* Source *
━━━━━━━━━━━━━━━━━━━━

123. Lorsqu’on lit l’article 371BB dans le contexte de la partie 9A de la TIOPA, l’interprétation donnée par ITV et LSEGH est plausible et ne contredit pas le texte même de cette partie. ITV et LSEGH soutiennent en effet que le chapitre 9 peut être appliqué, à la demande des sociétés assujetties concernées, sans d’abord prendre en compte le chapitre 5 et, par conséquent, sans qu’il soit nécessaire d’établir si les bénéfices financiers non commerciaux des SEC découlant de relations de prêt éligibles (qui relèvent donc du chapitre 9) remplissent les critères du chapitre 5.

124. Cette lecture est, en outre, illustrée par le HMRC Manual (« His Majesty’s Revenue and Customs Manual », manuel de l’administration fiscale et douanière du Royaume-Uni) (49), qui donne l’exemple suivant en ce qui concerne l’article 371BB : « une SEC a réalisé les bénéfices financiers non commerciaux suivants lors d’un exercice comptable [:] 10 millions de livres sterling (GBP) découlant du prêt A qui est une relation de prêt éligible [,] 20 millions GBP découlant du prêt B qui est une relation de prêt éligible[,et] 15 millions GBP qui sont des distributions non exonérées. L’application du chapitre 9 est demandée et, dans le cadre de cette demande, il est précisé que l’article 371IB (relatif à l’exonération totale) devrait s’appliquer aux bénéfices réalisés au titre du prêt A, de sorte que 90 % des bénéfices financiers non commerciaux découlant de ce prêt seraient exonérés. L’article 371ID (relatif à l’exonération à hauteur de 75 %) s’applique au prêt B. En conséquence de cette demande, 6 millions GBP de bénéfices passent par le point de contrôle des prélèvements SEC par la voie du chapitre 9 (1 million GBP du prêt A et 5 millions GBP du prêt B) ; les bénéfices restants, d’un montant de 15 millions GBP, ne passent pas par le point de contrôle des prélèvements SEC par la voie du chapitre 9, puisque les bénéfices découlant de distributions non exonérées ne relèvent pas de l’article 302, paragraphe 1, du CTA 2009. En revanche, les 15 millions GBP de distributions non exonérées passeront par le point de contrôle des prélèvement SEC par la voie du chapitre 5 (dans l’hypothèse, retenue aux fins du présent exemple, où les bénéfices relèvent de ce chapitre 5) » (*) (mise en italique par mes soins).

━━━━━━━━━━━━━━━━━━━━

* Liste *

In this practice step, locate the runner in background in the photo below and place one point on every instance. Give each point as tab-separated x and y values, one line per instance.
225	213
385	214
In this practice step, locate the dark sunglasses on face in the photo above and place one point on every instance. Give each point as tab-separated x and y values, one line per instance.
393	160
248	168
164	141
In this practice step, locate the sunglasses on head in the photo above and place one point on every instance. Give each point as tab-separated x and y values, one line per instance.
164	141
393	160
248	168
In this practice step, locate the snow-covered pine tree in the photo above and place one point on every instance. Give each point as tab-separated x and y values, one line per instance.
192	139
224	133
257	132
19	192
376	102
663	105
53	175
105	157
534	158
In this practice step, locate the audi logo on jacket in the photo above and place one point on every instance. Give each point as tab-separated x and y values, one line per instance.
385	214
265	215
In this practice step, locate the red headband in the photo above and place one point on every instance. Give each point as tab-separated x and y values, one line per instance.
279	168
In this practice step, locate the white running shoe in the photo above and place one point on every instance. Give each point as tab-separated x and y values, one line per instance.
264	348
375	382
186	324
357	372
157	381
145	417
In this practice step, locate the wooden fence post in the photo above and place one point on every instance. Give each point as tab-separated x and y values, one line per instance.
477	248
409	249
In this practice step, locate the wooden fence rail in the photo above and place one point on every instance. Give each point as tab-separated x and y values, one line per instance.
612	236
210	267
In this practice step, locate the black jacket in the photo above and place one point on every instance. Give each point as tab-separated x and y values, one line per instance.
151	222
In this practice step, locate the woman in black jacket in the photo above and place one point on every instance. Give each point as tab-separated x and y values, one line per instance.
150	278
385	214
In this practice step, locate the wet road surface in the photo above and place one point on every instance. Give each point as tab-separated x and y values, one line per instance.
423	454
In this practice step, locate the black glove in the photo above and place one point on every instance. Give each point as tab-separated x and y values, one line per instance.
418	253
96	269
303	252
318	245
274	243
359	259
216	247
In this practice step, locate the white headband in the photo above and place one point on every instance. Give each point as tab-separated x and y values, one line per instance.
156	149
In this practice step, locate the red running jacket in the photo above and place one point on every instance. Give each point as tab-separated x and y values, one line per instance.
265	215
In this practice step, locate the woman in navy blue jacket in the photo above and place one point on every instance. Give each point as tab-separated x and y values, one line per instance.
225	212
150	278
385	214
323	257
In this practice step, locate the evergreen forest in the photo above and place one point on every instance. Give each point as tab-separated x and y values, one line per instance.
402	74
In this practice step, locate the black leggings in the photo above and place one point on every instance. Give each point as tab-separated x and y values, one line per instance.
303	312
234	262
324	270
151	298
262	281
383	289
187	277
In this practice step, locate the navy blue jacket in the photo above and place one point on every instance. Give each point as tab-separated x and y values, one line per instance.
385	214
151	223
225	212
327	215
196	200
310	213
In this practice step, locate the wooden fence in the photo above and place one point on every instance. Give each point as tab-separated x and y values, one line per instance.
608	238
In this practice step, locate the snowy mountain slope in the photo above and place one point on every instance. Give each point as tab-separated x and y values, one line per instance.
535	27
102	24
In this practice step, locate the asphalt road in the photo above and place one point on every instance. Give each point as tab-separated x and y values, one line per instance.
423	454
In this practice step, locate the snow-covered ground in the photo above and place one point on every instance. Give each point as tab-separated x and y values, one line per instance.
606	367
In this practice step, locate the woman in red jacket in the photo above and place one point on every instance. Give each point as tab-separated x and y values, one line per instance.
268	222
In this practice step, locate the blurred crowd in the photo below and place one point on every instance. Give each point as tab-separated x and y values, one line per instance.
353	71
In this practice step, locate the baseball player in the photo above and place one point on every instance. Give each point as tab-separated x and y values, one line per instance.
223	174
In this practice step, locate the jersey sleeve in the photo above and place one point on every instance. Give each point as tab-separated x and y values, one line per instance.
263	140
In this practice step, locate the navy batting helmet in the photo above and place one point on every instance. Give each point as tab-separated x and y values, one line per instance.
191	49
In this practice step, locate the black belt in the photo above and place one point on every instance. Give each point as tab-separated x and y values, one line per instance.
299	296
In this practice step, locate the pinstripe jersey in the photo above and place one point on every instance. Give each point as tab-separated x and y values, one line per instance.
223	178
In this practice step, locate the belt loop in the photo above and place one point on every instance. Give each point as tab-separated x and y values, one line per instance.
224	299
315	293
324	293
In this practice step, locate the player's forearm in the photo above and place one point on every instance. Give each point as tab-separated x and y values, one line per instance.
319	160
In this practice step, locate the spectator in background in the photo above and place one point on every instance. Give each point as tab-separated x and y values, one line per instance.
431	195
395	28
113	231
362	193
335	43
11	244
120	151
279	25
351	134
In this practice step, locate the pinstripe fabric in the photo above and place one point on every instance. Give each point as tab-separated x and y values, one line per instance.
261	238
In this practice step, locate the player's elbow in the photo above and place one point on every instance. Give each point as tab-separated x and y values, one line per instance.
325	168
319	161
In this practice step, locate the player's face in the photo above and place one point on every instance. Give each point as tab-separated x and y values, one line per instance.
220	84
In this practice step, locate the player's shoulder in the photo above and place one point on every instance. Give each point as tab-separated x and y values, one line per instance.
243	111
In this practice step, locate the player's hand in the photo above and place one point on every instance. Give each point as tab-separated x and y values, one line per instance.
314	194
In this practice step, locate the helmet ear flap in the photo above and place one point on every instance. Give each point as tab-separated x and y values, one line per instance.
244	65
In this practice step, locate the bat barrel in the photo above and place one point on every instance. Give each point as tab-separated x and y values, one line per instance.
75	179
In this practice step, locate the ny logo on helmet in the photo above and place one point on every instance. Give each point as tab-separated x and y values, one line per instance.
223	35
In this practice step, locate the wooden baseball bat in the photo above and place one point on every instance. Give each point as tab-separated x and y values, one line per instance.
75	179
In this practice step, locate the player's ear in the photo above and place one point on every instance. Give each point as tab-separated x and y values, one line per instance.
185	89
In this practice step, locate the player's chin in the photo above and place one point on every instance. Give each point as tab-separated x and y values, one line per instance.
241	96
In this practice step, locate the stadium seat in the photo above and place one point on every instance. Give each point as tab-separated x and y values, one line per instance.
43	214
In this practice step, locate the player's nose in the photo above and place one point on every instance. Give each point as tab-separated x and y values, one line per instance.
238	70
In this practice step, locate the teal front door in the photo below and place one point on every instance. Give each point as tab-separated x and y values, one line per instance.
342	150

━━━━━━━━━━━━━━━━━━━━

* Exercices *
- a) Transcrivez à l'identique le passage de la source qui va de « 123. Lorsqu’on lit l’article 371BB » jusqu'à « critères du chapitre 5. » inclus.
- b) Relevez toutes les lignes de la liste qui contiennent le mot « white ». La casse compte.

* Les réponses *
- a)
123. Lorsqu’on lit l’article 371BB dans le contexte de la partie 9A de la TIOPA, l’interprétation donnée par ITV et LSEGH est plausible et ne contredit pas le texte même de cette partie. ITV et LSEGH soutiennent en effet que le chapitre 9 peut être appliqué, à la demande des sociétés assujetties concernées, sans d’abord prendre en compte le chapitre 5 et, par conséquent, sans qu’il soit nécessaire d’établir si les bénéfices financiers non commerciaux des SEC découlant de relations de prêt éligibles (qui relèvent donc du chapitre 9) remplissent les critères du chapitre 5.

- b)
In this practice step, locate the white running shoe in the photo above and place one point on every instance. Give each point as tab-separated x and y values, one line per instance.
In this practice step, locate the white headband in the photo above and place one point on every instance. Give each point as tab-separated x and y values, one line per instance.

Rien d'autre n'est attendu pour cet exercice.